# Passage to read
═══
2. Civil society crackdown: Reopening the authoritarian playbook?

Kais Saied advocates what he repeatedly calls a ‘sovereign state’ run by a ‘strong’ President. The problem at this level is that the combination of a president operating within a hyper-presidentialist regime with quasi-monarchical sovereignty, all the while denouncing ‘foreign interference’, [6] is motivated by his fear of both foreign and internal criticism of his policies.

This present political atmosphere explains the harsh sentences in a mass trial of 40 public figures in April 2025, including the leaders and members of the National Salvation Front, Citizens Against the Coup, and Ennahda (now the Renaissance Islamic Democratic Political Party), established in 1981 as the ‘Movement of Islamic Tendency’ (MIT). Former President Marzouki (2011–2014), voted in by the popularly elected National Constituent Assembly in 2011, was condemned to 22 years in absentia, charged with ‘terrorism’ and ‘treason’ based on a law enacted in 2022 by the President, Decree Law 54, that prohibits ‘spreading false news’.

Many questions need to be asked to better understand the nature of the current Tunisian political system and the evolution of the creeping process of de-democratisation, which is invariably identified as a return of authoritarianism, autocracy, and autocratisation.

How did the process of liberalisation and democratisation, triggered in the post-Ben Ali dictatorial era, become derailed, causing the transition to stall and instigating backsliding and eventual breakdown? Scholars will debate the precise combination of factors that led to this difficult situation for years to come. [7] However, some combination of elite fragmentation and political paralysis, popular dissatisfaction with post-2011 ruling elites amidst deteriorating economic conditions, and a subsequent explosion of ideologised populist fervour offer some clues about what precipitated Saied’s power grab.[8] More precisely, prior to 2021, the stagnation and subsequent regression in the democratic transition may be attributed to both the late President Beji Caid Essebsi (2014–19) and to Kais Saied himself during the beginning of his first mandate (2019–21). [9] The days of the 2014 constitution were numbered after the wrangling between what was called the three Presidents: of the Republic, the Government, and the Parliament.
═══
# Material provided
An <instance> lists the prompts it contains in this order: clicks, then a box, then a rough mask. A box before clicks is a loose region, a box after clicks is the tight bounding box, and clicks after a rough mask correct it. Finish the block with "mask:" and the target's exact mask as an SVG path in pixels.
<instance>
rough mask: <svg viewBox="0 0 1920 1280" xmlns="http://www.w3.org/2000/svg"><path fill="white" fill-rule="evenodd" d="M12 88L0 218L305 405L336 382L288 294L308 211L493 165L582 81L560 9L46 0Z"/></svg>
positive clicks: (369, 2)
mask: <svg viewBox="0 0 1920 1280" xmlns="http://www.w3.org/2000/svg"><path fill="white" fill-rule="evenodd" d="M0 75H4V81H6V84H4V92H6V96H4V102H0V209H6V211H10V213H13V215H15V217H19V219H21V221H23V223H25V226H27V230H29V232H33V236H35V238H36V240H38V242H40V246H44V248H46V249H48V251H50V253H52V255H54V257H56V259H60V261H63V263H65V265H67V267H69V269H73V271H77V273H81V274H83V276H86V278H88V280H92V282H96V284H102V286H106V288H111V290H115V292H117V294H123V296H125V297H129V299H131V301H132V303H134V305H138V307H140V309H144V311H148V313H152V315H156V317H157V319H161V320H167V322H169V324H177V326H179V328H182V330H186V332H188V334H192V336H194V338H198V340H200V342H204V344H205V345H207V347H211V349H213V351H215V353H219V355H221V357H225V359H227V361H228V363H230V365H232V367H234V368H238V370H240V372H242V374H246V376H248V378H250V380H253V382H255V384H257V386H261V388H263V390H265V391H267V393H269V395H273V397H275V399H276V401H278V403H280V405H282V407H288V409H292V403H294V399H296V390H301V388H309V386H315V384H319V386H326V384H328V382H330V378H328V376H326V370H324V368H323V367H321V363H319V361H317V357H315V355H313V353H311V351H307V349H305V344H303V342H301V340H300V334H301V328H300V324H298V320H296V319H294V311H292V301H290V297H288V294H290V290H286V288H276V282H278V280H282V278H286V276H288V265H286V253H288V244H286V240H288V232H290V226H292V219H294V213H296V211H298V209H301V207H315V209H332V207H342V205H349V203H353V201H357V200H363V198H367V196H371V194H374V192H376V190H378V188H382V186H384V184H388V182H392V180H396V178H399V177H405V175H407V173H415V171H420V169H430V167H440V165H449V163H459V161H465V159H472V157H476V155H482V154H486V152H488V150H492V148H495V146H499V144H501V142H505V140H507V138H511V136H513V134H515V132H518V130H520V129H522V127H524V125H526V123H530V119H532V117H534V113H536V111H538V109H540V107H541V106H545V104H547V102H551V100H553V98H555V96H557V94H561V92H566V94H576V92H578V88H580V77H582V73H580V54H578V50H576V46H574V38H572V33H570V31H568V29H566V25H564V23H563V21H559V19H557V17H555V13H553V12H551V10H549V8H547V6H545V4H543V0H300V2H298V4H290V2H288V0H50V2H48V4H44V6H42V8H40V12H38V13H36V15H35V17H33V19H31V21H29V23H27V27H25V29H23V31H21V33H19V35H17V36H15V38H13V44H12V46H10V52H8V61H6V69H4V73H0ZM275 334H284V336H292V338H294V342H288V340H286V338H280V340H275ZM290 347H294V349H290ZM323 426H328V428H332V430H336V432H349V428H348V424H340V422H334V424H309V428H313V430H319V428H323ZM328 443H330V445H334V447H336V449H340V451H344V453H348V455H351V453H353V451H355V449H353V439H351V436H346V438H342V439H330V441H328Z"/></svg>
═══
# Work instructions
1. Answer these questions using the passage on Tunisia's civil society crackdown.
(a) How many public figures were tried in the April 2025 mass trial?
(b) What does Decree Law 54 prohibit?
(c) Which three Presidents were involved in the wrangling that numbered the days of the 2014 constitution?
2. Substitute "collective trial" for "mass trial" and give the part of the passage on Tunisia's civil society crackdown that starts at "This present political" and ends at "prohibits ‘spreading false news’.".
The entries are not needed for this work.

# List of answers
1.
(a) 40 public figures.
(b) It prohibits "spreading false news."
(c) The Presidents of the Republic, the Government, and the Parliament.

2.
This present political atmosphere explains the harsh sentences in a collective trial of 40 public figures in April 2025, including the leaders and members of the National Salvation Front, Citizens Against the Coup, and Ennahda (now the Renaissance Islamic Democratic Political Party), established in 1981 as the ‘Movement of Islamic Tendency’ (MIT). Former President Marzouki (2011–2014), voted in by the popularly elected National Constituent Assembly in 2011, was condemned to 22 years in absentia, charged with ‘terrorism’ and ‘treason’ based on a law enacted in 2022 by the President, Decree Law 54, that prohibits ‘spreading false news’.